*Data rows*.
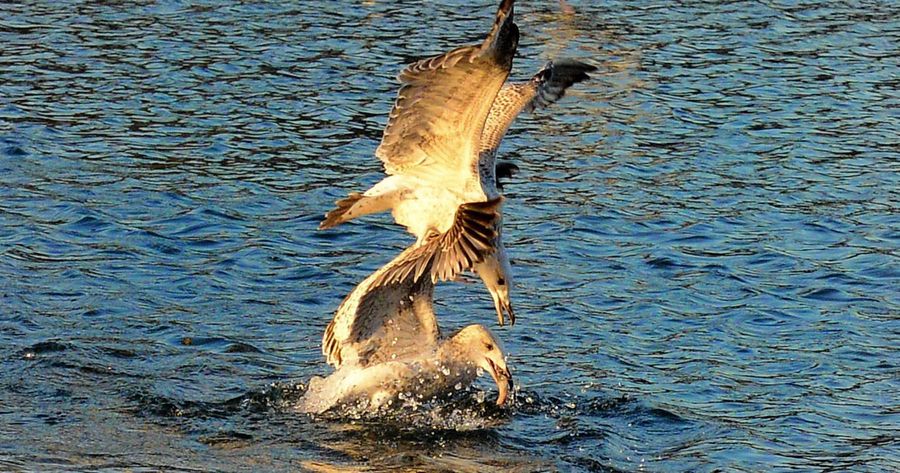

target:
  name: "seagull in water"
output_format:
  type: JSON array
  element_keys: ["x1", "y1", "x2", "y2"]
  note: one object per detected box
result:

*Goal*. Rewrite the data above with "seagull" replaced by "gull" and everything else left as is. Leave the pictures out of your answer.

*Exercise solution*.
target:
  name: "gull in water"
output_format:
  type: JSON array
  element_keys: ["x1", "y1", "x2", "y2"]
  note: one object per detected box
result:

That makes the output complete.